# SELECTED TEXT
<<<<

Wood that smells of suffering: The Lampedusa Cross, made by Francesco Tuccio and donated to the British Museum last October

Wood that smells of suffering: The Lampedusa Cross, made by Francesco Tuccio and donated to the British Museum last October

Isaiah 52.13-end of 53; Psalm 22; Hebrews 10.16-25 or Hebrews 4.14-16, 5.7-9; John 18.1-end of 19

 

Almighty Father, look with mercy on this your family for which our Lord Jesus Christ was content to be betrayed and given up into the hands of sinners and to suffer death upon the cross; who is alive and glorified with you and the Holy Spirit, one God, now and for ever. Amen.

 

EVERY Good Friday, people gather in churches around the country, and around the Christian world, for all or some of the time between noon and 3 p.m., to hear the Passion read and preached, and, in a certain sense, to enter into the reality of Jesus’s suffering on the cross.

>>>>

# DATA RECORDS

<<<<

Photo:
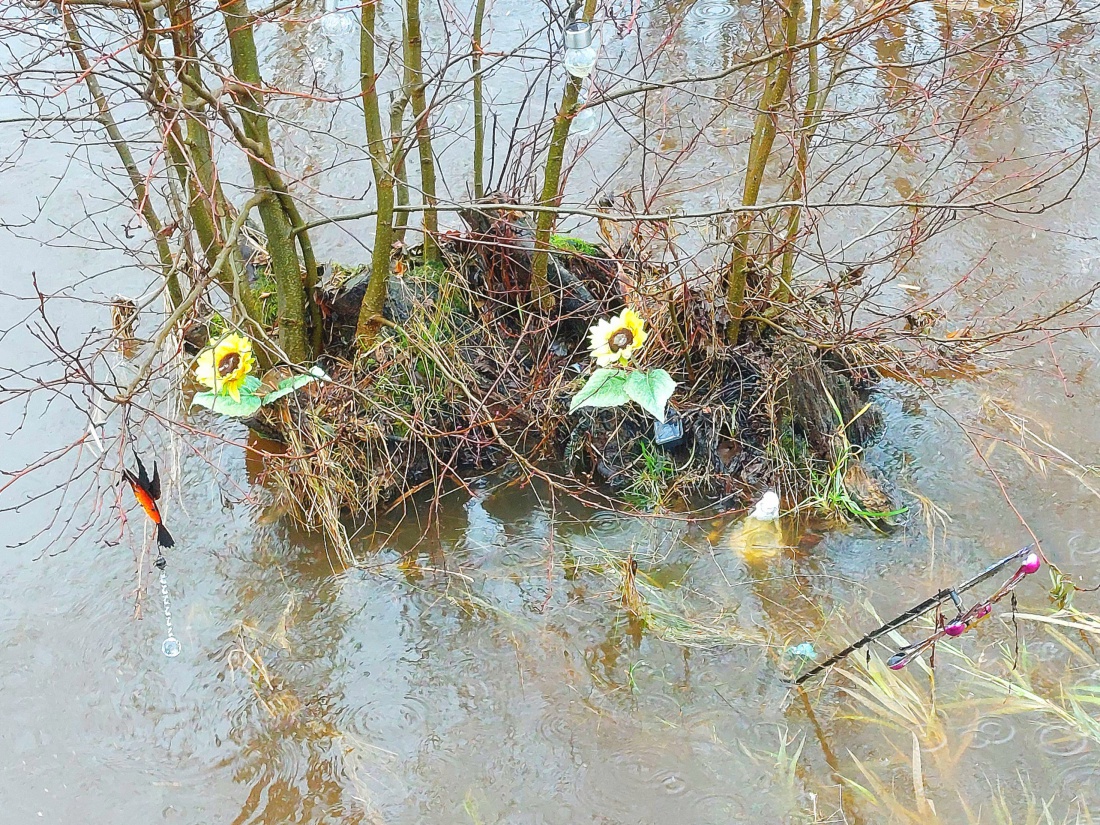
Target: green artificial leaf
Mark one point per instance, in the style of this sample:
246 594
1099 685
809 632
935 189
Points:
288 385
603 388
224 405
651 391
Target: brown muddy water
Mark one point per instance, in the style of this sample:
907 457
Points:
477 667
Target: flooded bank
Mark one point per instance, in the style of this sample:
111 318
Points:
480 666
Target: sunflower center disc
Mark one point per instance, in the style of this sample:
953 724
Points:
228 364
620 340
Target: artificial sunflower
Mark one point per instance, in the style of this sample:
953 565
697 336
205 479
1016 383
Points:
224 366
614 340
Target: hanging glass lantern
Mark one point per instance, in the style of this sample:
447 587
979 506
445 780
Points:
580 55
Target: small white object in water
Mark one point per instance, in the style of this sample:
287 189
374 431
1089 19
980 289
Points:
767 508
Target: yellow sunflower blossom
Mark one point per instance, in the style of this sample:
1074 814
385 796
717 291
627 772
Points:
614 340
224 366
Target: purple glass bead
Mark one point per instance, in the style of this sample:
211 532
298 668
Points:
955 628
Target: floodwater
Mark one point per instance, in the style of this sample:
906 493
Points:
477 667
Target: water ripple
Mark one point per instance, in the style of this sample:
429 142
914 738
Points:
992 730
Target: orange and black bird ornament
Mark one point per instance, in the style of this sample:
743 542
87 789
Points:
146 492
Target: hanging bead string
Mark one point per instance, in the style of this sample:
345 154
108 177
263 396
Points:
171 645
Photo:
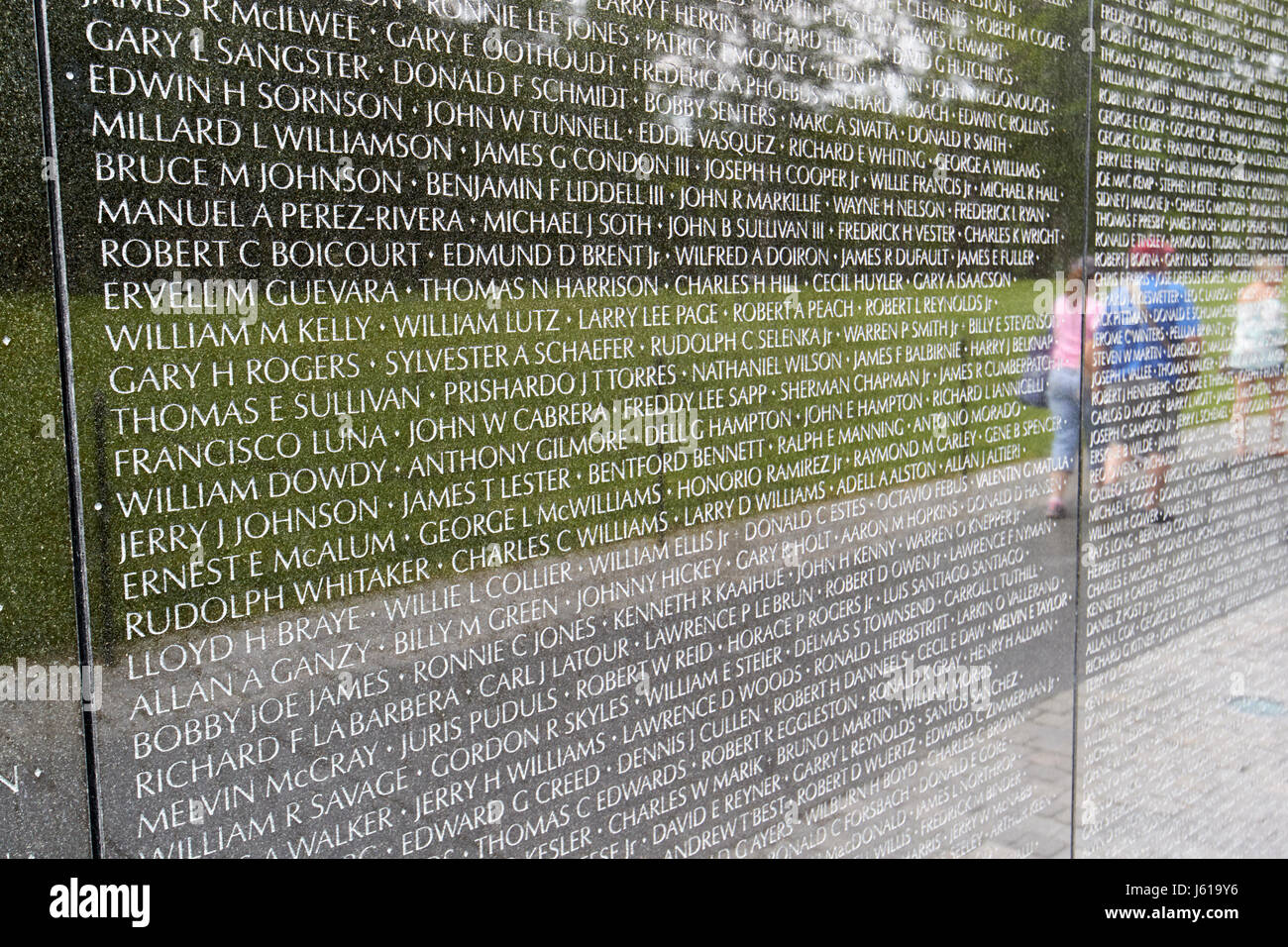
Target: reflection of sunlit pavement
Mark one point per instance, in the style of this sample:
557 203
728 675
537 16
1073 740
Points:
1184 748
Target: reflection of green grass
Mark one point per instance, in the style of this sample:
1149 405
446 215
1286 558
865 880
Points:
37 620
94 363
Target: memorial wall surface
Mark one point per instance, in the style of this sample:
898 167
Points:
629 428
43 791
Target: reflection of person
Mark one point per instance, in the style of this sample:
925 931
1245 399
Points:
1073 318
1257 354
1146 344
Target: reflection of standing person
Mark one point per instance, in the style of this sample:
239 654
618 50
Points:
1146 344
1257 354
1073 318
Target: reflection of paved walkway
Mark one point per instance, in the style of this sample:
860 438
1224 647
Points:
1185 748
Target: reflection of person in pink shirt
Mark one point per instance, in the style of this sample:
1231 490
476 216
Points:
1070 361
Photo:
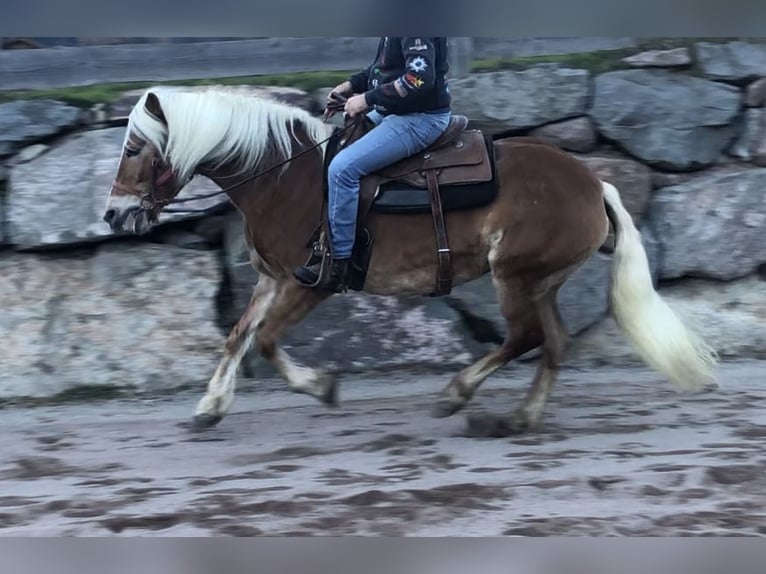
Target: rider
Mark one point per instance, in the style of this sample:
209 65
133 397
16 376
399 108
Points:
406 93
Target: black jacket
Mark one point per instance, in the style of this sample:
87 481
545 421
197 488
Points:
418 65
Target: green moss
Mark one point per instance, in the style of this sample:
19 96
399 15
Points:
601 61
79 394
86 96
595 62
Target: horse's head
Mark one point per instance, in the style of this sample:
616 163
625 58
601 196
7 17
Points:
145 182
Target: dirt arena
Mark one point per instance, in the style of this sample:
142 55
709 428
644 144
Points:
620 454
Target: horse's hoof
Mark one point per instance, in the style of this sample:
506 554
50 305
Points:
330 395
205 421
487 425
446 407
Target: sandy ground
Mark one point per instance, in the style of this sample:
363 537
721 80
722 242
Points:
620 454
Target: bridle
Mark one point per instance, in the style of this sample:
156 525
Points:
152 204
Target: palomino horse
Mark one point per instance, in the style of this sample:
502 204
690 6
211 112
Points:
549 215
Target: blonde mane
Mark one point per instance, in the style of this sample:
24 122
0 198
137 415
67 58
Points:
218 125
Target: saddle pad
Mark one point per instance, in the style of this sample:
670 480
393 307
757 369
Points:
399 197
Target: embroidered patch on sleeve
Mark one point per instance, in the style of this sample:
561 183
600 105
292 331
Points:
418 46
418 64
413 80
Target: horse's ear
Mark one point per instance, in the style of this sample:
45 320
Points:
153 107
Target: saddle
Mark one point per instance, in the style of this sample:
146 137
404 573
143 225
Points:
456 172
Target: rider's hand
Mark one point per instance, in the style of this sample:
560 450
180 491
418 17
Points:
356 105
342 89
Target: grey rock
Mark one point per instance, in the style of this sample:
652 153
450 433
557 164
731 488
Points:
59 198
123 315
728 316
713 226
751 145
487 47
26 121
632 179
660 58
670 121
577 135
498 101
28 154
734 61
755 94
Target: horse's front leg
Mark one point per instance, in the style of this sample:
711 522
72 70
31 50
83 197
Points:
273 307
290 306
220 390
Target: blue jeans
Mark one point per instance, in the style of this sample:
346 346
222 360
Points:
393 138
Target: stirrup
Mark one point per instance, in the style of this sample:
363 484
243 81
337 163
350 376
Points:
320 254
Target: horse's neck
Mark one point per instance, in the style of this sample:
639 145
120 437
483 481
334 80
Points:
281 209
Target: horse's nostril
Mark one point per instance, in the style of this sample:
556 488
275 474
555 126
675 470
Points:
110 215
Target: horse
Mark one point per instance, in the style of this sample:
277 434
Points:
549 214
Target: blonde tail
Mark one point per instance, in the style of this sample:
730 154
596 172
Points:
651 326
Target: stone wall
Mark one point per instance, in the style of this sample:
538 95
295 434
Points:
681 133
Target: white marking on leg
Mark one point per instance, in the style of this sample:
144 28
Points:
220 390
300 379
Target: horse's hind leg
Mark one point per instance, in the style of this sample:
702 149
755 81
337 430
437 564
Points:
529 414
525 333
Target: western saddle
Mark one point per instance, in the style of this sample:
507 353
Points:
458 167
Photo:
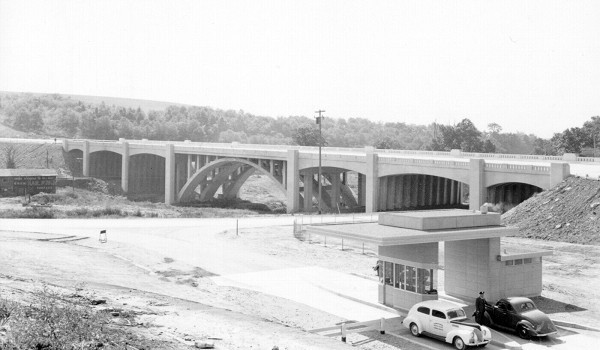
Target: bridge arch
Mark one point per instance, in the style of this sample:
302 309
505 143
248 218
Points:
337 193
74 160
105 165
146 176
226 173
418 191
510 194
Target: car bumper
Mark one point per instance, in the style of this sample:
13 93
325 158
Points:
481 343
543 334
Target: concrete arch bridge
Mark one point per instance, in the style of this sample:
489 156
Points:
352 178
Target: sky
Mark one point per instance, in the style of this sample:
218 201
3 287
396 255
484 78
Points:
529 66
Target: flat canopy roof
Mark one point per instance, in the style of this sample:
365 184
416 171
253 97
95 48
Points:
388 235
439 219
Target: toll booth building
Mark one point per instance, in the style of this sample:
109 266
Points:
409 246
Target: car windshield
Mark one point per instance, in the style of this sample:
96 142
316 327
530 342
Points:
525 306
456 313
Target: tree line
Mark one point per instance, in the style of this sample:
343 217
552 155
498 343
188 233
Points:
63 116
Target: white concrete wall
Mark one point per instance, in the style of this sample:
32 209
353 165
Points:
521 280
471 266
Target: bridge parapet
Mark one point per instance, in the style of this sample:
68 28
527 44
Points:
517 168
425 162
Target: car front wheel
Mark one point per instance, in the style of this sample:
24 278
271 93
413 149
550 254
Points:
522 332
414 329
459 344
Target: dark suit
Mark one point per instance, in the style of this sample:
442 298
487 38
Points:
480 304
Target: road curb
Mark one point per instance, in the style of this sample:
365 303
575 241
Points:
575 325
513 345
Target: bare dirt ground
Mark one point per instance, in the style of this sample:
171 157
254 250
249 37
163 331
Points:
157 275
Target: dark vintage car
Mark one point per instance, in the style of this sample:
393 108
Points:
520 314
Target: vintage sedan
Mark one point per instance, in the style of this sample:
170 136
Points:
446 321
520 314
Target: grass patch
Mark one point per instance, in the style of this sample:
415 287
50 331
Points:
28 213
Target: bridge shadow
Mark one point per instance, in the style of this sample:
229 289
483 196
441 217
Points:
551 306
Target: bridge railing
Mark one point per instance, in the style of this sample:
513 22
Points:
520 168
568 157
425 162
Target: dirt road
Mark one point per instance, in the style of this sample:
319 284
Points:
196 278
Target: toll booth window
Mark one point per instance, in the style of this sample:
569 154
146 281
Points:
438 314
424 281
411 279
389 273
423 310
399 276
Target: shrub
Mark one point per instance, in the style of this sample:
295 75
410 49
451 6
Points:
50 323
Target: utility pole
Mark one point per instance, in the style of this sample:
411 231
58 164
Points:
320 122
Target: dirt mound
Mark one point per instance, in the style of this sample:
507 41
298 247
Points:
569 212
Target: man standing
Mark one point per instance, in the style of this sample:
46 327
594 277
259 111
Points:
480 304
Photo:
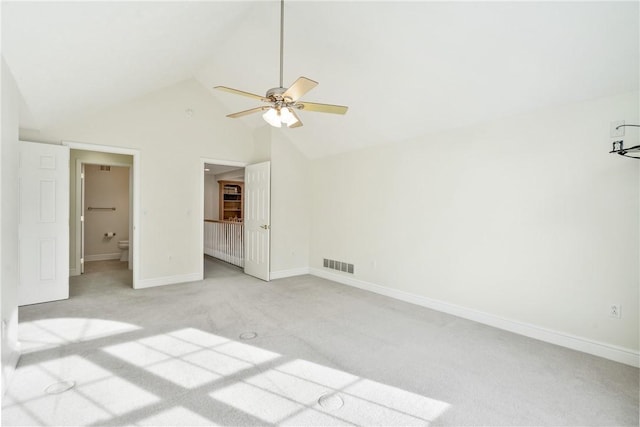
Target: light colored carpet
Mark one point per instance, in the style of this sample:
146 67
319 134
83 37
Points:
173 356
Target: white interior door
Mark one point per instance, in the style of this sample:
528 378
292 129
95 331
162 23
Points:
257 219
44 223
82 218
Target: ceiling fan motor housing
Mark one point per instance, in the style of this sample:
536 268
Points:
276 93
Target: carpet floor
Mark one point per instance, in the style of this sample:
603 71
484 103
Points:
233 350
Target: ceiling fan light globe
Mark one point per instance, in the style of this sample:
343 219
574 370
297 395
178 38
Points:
272 116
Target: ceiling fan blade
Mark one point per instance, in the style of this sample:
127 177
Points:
241 92
247 112
299 88
298 123
323 108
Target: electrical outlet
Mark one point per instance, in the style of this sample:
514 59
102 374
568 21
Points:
616 132
615 310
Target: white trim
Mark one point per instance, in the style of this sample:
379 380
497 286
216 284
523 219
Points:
102 257
168 280
8 369
203 162
596 348
133 240
281 274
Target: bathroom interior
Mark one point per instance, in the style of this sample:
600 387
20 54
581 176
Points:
101 242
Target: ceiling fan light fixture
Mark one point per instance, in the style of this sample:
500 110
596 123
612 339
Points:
272 116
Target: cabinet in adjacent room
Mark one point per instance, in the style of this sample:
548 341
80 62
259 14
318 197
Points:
231 200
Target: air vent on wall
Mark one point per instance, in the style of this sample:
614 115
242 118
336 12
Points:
337 265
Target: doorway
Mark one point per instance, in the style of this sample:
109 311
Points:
105 223
103 210
236 210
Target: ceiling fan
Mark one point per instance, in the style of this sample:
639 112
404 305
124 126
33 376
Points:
282 102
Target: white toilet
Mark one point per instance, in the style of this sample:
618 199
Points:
124 250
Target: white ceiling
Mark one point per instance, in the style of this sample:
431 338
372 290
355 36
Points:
403 68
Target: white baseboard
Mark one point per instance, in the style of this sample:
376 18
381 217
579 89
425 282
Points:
102 257
607 351
281 274
168 280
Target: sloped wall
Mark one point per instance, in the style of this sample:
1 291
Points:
171 145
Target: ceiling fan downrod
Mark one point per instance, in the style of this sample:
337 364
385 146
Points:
281 40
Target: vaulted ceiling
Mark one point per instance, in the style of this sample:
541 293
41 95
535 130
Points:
404 68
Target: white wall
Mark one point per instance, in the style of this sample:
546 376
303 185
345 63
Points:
171 145
105 189
9 222
527 219
290 202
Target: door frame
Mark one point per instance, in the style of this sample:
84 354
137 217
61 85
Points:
80 195
203 163
134 184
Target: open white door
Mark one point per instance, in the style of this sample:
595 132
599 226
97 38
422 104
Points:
44 223
82 218
257 219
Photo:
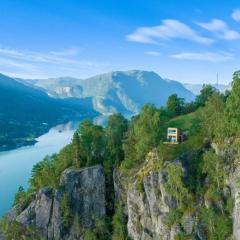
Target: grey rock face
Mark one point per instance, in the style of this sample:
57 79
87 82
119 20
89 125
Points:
235 191
86 191
147 210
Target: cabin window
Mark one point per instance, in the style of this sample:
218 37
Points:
171 131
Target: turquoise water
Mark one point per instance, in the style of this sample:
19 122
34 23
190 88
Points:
16 165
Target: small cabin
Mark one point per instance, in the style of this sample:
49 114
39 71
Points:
174 135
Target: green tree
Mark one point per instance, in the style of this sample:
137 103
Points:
212 117
66 212
119 224
76 150
175 185
145 132
213 166
93 142
115 132
232 113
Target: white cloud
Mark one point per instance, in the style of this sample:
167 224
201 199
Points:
169 29
153 53
236 15
204 56
220 29
25 63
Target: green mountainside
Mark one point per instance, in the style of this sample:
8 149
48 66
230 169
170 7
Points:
27 112
152 190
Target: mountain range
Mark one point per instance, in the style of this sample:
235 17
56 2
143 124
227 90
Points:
196 88
27 112
120 91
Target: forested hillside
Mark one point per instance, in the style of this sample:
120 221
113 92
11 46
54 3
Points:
119 91
152 190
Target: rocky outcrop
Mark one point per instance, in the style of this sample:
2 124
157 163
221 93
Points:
85 189
148 205
147 209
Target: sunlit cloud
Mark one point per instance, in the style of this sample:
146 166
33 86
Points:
169 29
25 63
204 56
220 29
152 53
236 15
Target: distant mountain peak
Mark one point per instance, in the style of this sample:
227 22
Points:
117 91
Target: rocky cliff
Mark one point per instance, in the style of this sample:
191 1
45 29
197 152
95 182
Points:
83 192
148 207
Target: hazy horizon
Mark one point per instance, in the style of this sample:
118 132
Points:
46 39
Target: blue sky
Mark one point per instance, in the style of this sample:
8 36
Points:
189 41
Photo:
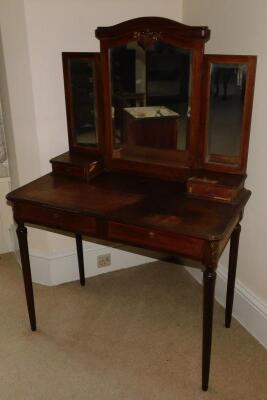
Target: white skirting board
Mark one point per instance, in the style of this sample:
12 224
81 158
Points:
5 216
248 309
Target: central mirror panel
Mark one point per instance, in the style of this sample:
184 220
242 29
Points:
151 96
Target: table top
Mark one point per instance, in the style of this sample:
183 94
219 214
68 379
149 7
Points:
146 202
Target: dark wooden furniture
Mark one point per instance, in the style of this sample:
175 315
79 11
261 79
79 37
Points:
150 129
185 203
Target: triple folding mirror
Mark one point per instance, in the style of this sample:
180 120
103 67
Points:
155 98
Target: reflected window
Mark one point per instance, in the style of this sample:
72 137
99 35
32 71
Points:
82 74
227 91
151 95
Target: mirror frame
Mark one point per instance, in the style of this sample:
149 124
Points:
75 146
224 163
150 30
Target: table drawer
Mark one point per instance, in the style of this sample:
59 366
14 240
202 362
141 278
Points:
70 170
53 218
157 240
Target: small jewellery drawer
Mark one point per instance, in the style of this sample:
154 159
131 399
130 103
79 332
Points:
157 240
65 220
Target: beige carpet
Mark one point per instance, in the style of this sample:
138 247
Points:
133 334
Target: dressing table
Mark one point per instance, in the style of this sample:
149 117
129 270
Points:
158 143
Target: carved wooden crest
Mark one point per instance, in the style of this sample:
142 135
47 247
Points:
147 38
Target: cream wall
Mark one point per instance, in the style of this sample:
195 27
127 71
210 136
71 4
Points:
18 102
239 27
34 34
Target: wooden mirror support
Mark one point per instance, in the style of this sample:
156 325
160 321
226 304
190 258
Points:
127 177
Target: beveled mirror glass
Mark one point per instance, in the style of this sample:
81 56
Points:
150 95
226 106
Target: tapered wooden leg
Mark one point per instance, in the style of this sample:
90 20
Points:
209 278
234 244
26 269
79 245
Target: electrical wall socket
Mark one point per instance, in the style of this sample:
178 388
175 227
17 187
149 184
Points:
103 260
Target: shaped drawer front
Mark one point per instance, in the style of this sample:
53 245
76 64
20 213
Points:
157 240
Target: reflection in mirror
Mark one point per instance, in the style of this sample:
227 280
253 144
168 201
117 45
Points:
226 103
151 94
82 76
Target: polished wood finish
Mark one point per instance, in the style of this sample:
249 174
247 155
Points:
67 58
233 255
139 197
77 165
215 186
223 163
26 270
209 278
149 213
79 245
147 132
158 161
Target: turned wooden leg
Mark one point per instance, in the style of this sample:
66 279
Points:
209 278
234 243
79 245
26 269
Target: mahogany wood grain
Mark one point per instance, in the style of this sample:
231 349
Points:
26 270
209 278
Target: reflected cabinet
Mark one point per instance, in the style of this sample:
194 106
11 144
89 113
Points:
158 145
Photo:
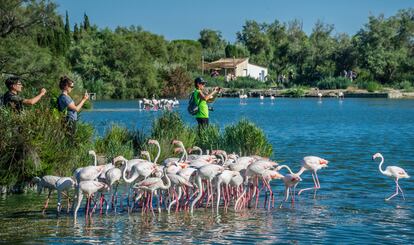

>>>>

# EXERCISE
In the Good Friday text, who made the Lampedusa Cross, and where was it donated?

# OUTPUT FOR THIS TASK
Francesco Tuccio made it, and it was donated to the British Museum.